▶
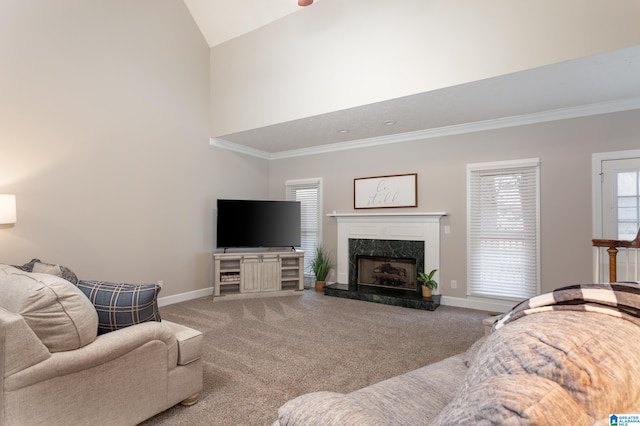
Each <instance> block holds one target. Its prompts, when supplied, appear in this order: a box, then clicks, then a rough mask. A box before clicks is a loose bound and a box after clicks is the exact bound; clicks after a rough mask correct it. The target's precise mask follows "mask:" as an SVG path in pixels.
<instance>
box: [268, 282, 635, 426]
mask: <svg viewBox="0 0 640 426" xmlns="http://www.w3.org/2000/svg"><path fill="white" fill-rule="evenodd" d="M638 316H640V287H639V286H638V285H637V284H614V285H608V284H604V285H582V286H570V287H566V288H562V289H558V290H556V291H555V292H552V293H549V294H545V295H541V296H537V297H536V298H532V299H530V300H528V301H525V302H523V303H522V304H519V305H518V306H517V307H516V308H514V310H513V311H511V312H509V313H508V314H507V315H505V316H504V317H503V318H502V319H500V320H499V321H498V322H497V323H496V324H495V325H494V330H493V332H492V333H491V334H490V335H489V336H487V337H484V338H482V339H480V340H479V341H478V342H476V343H475V344H474V345H473V346H472V347H471V348H470V349H469V350H468V351H467V352H465V353H463V354H459V355H455V356H452V357H450V358H447V359H445V360H443V361H440V362H438V363H435V364H432V365H428V366H425V367H423V368H420V369H417V370H415V371H411V372H409V373H406V374H403V375H400V376H397V377H393V378H391V379H388V380H385V381H382V382H379V383H376V384H373V385H370V386H368V387H366V388H363V389H360V390H357V391H355V392H352V393H349V394H339V393H334V392H314V393H310V394H306V395H302V396H299V397H297V398H295V399H293V400H291V401H289V402H287V403H286V404H285V405H283V406H282V407H281V408H280V409H279V411H278V419H277V420H276V421H275V423H274V426H292V425H298V426H300V425H342V426H347V425H367V426H372V425H403V426H410V425H425V424H432V425H451V424H456V425H457V424H469V425H478V424H500V425H502V424H530V425H542V424H545V425H546V424H571V425H593V424H597V425H608V424H609V416H610V415H613V414H624V413H627V414H629V413H636V414H637V413H640V381H638V380H637V377H639V376H640V320H639V318H638Z"/></svg>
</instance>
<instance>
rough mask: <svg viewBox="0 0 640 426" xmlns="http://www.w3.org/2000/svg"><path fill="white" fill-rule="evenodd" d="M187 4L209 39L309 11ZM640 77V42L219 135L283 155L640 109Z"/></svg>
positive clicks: (211, 2)
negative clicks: (484, 77) (311, 115)
mask: <svg viewBox="0 0 640 426" xmlns="http://www.w3.org/2000/svg"><path fill="white" fill-rule="evenodd" d="M317 1H319V0H316V2H317ZM185 3H186V5H187V7H188V8H189V10H190V11H191V13H192V15H193V16H194V19H195V21H196V23H197V24H198V26H199V27H200V29H201V31H202V33H203V35H204V37H205V39H206V40H207V42H208V43H209V45H210V46H215V45H217V44H220V43H223V42H225V41H228V40H230V39H232V38H234V37H238V36H240V35H242V34H244V33H246V32H249V31H252V30H254V29H256V28H258V27H260V26H262V25H266V24H268V23H270V22H273V21H275V20H277V19H280V18H281V17H284V16H286V15H289V14H291V13H296V12H297V11H299V10H302V8H301V7H300V6H298V5H297V2H296V1H294V0H269V1H268V2H266V1H264V0H233V1H230V0H185ZM314 4H315V3H314ZM309 7H313V5H311V6H309ZM638 76H640V46H635V47H631V48H627V49H622V50H618V51H614V52H607V53H603V54H599V55H594V56H590V57H586V58H580V59H576V60H572V61H566V62H562V63H558V64H553V65H548V66H544V67H540V68H536V69H531V70H527V71H522V72H518V73H513V74H509V75H505V76H500V77H495V78H491V79H486V80H481V81H476V82H472V83H467V84H463V85H458V86H453V87H448V88H444V89H440V90H436V91H432V92H427V93H419V94H415V95H412V96H407V97H403V98H399V99H392V100H388V101H384V102H379V103H375V104H370V105H364V106H361V107H356V108H351V109H347V110H342V111H335V112H331V113H327V114H322V115H319V116H314V117H308V118H305V119H300V120H295V121H291V122H286V123H280V124H276V125H272V126H267V127H262V128H258V129H252V130H248V131H243V132H239V133H234V134H229V135H221V136H218V137H216V139H214V144H217V145H219V146H223V147H225V148H229V149H236V150H239V151H245V152H247V153H249V154H255V155H258V156H263V157H265V158H278V157H279V156H289V155H304V154H306V153H309V152H317V151H323V150H336V149H346V148H350V147H357V146H361V145H362V144H371V143H390V142H394V141H396V140H398V139H403V140H406V139H408V138H426V137H430V136H433V135H435V136H438V135H442V134H451V133H460V132H467V131H474V130H482V129H487V128H498V127H506V126H512V125H520V124H527V123H533V122H540V121H549V120H554V119H562V118H570V117H578V116H585V115H592V114H600V113H607V112H615V111H622V110H630V109H638V108H640V77H638Z"/></svg>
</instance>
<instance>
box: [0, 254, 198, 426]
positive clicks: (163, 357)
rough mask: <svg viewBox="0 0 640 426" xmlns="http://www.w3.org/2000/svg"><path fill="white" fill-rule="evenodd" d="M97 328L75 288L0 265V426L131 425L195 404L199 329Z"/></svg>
mask: <svg viewBox="0 0 640 426" xmlns="http://www.w3.org/2000/svg"><path fill="white" fill-rule="evenodd" d="M58 270H59V269H58ZM96 288H97V287H96ZM133 317H135V315H133ZM158 319H159V318H158ZM136 322H137V321H136ZM98 323H99V320H98V314H97V311H96V309H95V306H94V304H93V303H92V302H91V301H90V299H89V298H88V297H86V295H85V294H84V293H83V292H82V291H81V290H80V289H79V288H78V287H77V286H76V285H75V284H72V283H71V282H69V281H67V280H65V279H63V278H61V277H58V276H55V275H51V274H48V273H30V272H25V271H23V270H19V269H16V268H13V267H11V266H8V265H0V425H7V426H8V425H92V426H95V425H135V424H137V423H140V422H141V421H143V420H145V419H147V418H149V417H151V416H153V415H155V414H157V413H159V412H162V411H164V410H166V409H167V408H170V407H172V406H173V405H175V404H178V403H181V402H183V403H185V404H193V403H195V402H196V401H197V398H198V394H199V392H200V391H201V390H202V379H203V378H202V374H203V373H202V360H201V351H202V334H201V333H200V332H199V331H197V330H193V329H190V328H188V327H184V326H181V325H179V324H174V323H171V322H169V321H145V322H139V323H136V324H133V325H127V326H124V327H122V328H119V327H114V328H117V329H114V331H106V332H104V333H102V334H98ZM116 325H117V324H116Z"/></svg>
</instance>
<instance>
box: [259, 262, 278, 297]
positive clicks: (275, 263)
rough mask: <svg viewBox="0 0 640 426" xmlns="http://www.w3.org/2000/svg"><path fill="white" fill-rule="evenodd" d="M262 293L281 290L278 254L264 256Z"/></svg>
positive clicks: (262, 274) (261, 281)
mask: <svg viewBox="0 0 640 426" xmlns="http://www.w3.org/2000/svg"><path fill="white" fill-rule="evenodd" d="M261 272H262V277H261V290H262V291H278V290H280V288H281V287H280V256H278V255H277V254H265V255H263V256H262V270H261Z"/></svg>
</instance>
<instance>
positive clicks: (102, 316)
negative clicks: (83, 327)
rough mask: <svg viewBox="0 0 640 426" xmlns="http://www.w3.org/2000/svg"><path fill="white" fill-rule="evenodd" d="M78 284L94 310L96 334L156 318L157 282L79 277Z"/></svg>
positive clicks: (158, 286) (126, 326)
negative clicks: (117, 281)
mask: <svg viewBox="0 0 640 426" xmlns="http://www.w3.org/2000/svg"><path fill="white" fill-rule="evenodd" d="M77 285H78V288H79V289H80V290H81V291H82V292H83V293H84V294H85V296H87V297H88V298H89V300H90V301H91V303H93V306H94V307H95V310H96V311H97V312H98V334H104V333H108V332H110V331H114V330H118V329H120V328H124V327H129V326H131V325H134V324H139V323H142V322H146V321H160V312H159V310H158V293H159V292H160V286H158V285H157V284H127V283H110V282H105V281H94V280H80V281H78V284H77Z"/></svg>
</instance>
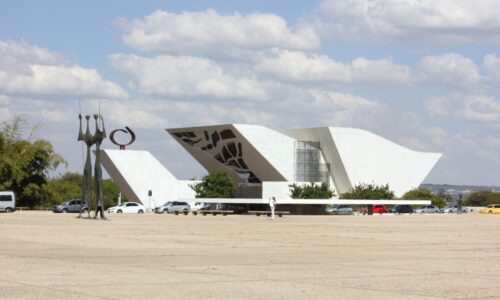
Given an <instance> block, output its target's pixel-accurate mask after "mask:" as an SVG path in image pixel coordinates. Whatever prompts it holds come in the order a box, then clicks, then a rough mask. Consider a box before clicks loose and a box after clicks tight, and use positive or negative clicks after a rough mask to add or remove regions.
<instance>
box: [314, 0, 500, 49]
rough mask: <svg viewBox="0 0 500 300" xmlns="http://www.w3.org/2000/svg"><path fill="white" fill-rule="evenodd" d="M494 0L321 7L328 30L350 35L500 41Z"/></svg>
mask: <svg viewBox="0 0 500 300" xmlns="http://www.w3.org/2000/svg"><path fill="white" fill-rule="evenodd" d="M497 5H498V3H497V1H495V0H479V1H469V0H454V1H449V0H418V1H417V0H326V1H324V2H323V3H322V4H321V5H320V6H319V7H318V9H317V14H318V16H317V19H318V22H317V24H318V28H319V30H320V31H321V32H322V33H323V34H335V35H339V36H342V37H344V38H347V39H357V40H363V39H366V38H371V39H377V40H379V39H387V40H407V41H428V42H438V43H448V42H455V43H471V42H474V43H499V42H500V37H499V35H498V31H499V30H500V11H499V10H498V9H495V7H497Z"/></svg>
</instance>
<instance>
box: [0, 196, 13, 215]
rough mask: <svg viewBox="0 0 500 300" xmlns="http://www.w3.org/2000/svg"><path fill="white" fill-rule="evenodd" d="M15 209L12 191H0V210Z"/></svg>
mask: <svg viewBox="0 0 500 300" xmlns="http://www.w3.org/2000/svg"><path fill="white" fill-rule="evenodd" d="M15 210H16V196H15V195H14V192H0V211H5V212H13V211H15Z"/></svg>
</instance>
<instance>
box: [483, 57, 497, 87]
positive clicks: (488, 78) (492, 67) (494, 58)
mask: <svg viewBox="0 0 500 300" xmlns="http://www.w3.org/2000/svg"><path fill="white" fill-rule="evenodd" d="M483 68H484V72H485V75H486V76H487V79H486V80H487V82H488V83H489V84H490V85H491V86H494V87H500V58H498V57H497V56H496V55H495V54H488V55H485V56H484V59H483Z"/></svg>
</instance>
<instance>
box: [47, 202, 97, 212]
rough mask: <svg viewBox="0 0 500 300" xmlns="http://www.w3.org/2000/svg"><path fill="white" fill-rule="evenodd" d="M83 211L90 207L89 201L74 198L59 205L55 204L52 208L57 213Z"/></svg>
mask: <svg viewBox="0 0 500 300" xmlns="http://www.w3.org/2000/svg"><path fill="white" fill-rule="evenodd" d="M82 208H83V212H87V211H88V209H89V206H88V205H87V202H85V201H83V202H82V200H80V199H73V200H68V201H66V202H63V203H61V204H59V205H54V207H53V208H52V211H53V212H55V213H78V212H80V210H82Z"/></svg>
◀
__Required work__.
From the entries above, pull out every line that contains the string "negative". Case counts.

__Solution to this exercise__.
negative clicks: (484, 77) (311, 115)
negative clicks: (83, 327)
negative clicks: (117, 281)
Given an <instance> block, output its target's pixel-accurate mask after "mask:" as an SVG path in image pixel coordinates. Whatever prompts it holds come in the order a box, then clicks, then a rough mask. Consider a box before clicks loose and a box after clicks tight, and use positive or negative clicks after a rough mask to add or remove regions.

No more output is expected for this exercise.